Text shown ->
%%
Advancing patient-centered cancer care
According to the American Cancer Society, an estimated 1.7 million people in the U.S are diagnosed with cancer each year, and this number is projected to grow as the population ages.1
Despite advances in cancer diagnosis and treatment over the past decade, access to high-quality cancer care continues to be challenging for some patients in the United States, especially those living in underserved communities. The delivery of cancer care is often fragmented and poorly coordinated; as a result, many patients face challenges to receiving timely and patient-centered care.
Alliance to Advance Patient-Centered Cancer Care
In the U.S., the Merck Foundation is supporting the Alliance to Advance Patient-Centered Cancer Care (the Alliance) with a $15 million, five-year (2017-2021) commitment. The Alliance and its programs aim to increase timely access to patient-centered care and reduce disparities in cancer care for underserved populations in communities across the country.
%%
Data section ->
%%
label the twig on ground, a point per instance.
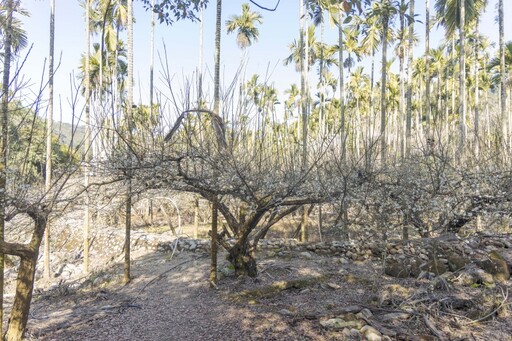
%%
Task 1 -> Retype the cancer care text between "Advancing patient-centered cancer" and "and patient-centered care.", inclusive.
Task 2 -> Name every organization mentioned in the cancer care text.

Task answer 1 ->
Advancing patient-centered cancer care
According to the American Cancer Society, an estimated 1.7 million people in the U.S are diagnosed with cancer each year, and this number is projected to grow as the population ages.1
Despite advances in cancer diagnosis and treatment over the past decade, access to high-quality cancer care continues to be challenging for some patients in the United States, especially those living in underserved communities. The delivery of cancer care is often fragmented and poorly coordinated; as a result, many patients face challenges to receiving timely and patient-centered care.

Task answer 2 ->
American Cancer Society
Merck Foundation
Alliance to Advance Patient-Centered Cancer Care